* **Text segment**

▽

NSF launches National Optical-Infrared Astronomy Research Laboratory

On 1 October 2019, the nighttime astronomy facilities supported by the National Science Foundation (NSF) transitioned to operating as one organization, NSF’s National Optical-Infrared Astronomy Research Laboratory. The new organization operates five scientific programs: Cerro Tololo Inter-American Observatory, the Community Science and Data Center, Kitt Peak National Observatory (all formerly known as the National Optical Astronomy Observatory), Gemini Observatory, and the upcoming Large Synoptic Survey Telescope, and is managed by the Association of Universities for Research in Astronomy.

The National Science Foundation (NSF) and the Association of Universities for Research in Astronomy (AURA) announced the launch of integrated operations of all of NSF’s nighttime astronomical facilities under NSF’s National Optical-Infrared Astronomy Research Laboratory (NSF’s OIR Lab). This new organization is the preeminent US center for ground-based optical-infrared astronomy, enabling breakthrough discoveries in astrophysics by developing and operating state-of-the-art ground-based observatories and providing data products and services for a diverse and inclusive community.

Patrick McCarthy New Director

NSF and AURA also announced the appointment of Patrick McCarthy as the Director of NSF’s OIR Lab. McCarthy was most recently Vice President of the Giant Magellan Telescope project and Astronomer at the Carnegie Institution for Science. McCarthy said of the new organization, “Integrating these facilities into one multi-mission center brings together diverse pathways for astronomical exploration, facilitates community coordination, and enables the discoveries of the future. The integrated center will also stimulate new domestic and international collaborations and provide additional opportunities for staff while expanding scientific capabilities and improving the experience for users.”

△

* **Exercises to complete**
1. Extract from the NSF astronomy laboratory text the part that opens with the words containing "NSF launches National" and closes with "Research in Astronomy.", copying it word for word.
2. Extend the text on NSF's new astronomy laboratory, picking up after its final sentence.

* **Given information**
▽

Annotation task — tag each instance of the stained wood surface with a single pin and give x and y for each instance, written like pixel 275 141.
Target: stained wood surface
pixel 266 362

△

* **Answers by item number**
1.
NSF launches National Optical-Infrared Astronomy Research Laboratory

On 1 October 2019, the nighttime astronomy facilities supported by the National Science Foundation (NSF) transitioned to operating as one organization, NSF’s National Optical-Infrared Astronomy Research Laboratory. The new organization operates five scientific programs: Cerro Tololo Inter-American Observatory, the Community Science and Data Center, Kitt Peak National Observatory (all formerly known as the National Optical Astronomy Observatory), Gemini Observatory, and the upcoming Large Synoptic Survey Telescope, and is managed by the Association of Universities for Research in Astronomy.

2.
Over 60 Years of Optical-Infrared Astronomy

Since 1958, NSF has sponsored ground-based optical-infrared astronomical research facilities in the US and Chile managed by AURA. The first site developed was Kitt Peak National Observatory (KPNO) in Arizona, followed soon after by Cerro Tololo Inter-American Observatory (CTIO) in Chile. In 2000 the Gemini Observatory in Hawai‘i and Chile began operations, funded by NSF and an international consortium. The most recent addition, the Large Synoptic Survey Telescope (LSST), currently under construction in Chile, is a cutting-edge observatory sponsored by NSF and the US Department of Energy.

All of these NSF facilities are managed by AURA but were previously structured as separate organizations. The National Optical Astronomy Observatory (NOAO) operated the telescopes on Kitt Peak and Cerro Tololo and the Community Science and Data Center (CSDC). Separately, AURA first managed Gemini Observatory as well as the LSST construction project. On 1 October, NOAO, Gemini Observatory, and LSST’s operations component transitioned to a single management structure, and the NOAO name was retired. As LSST finishes construction, the ramped-up operations will become an integral component within NSF’s OIR Lab with full operations beginning in 2022.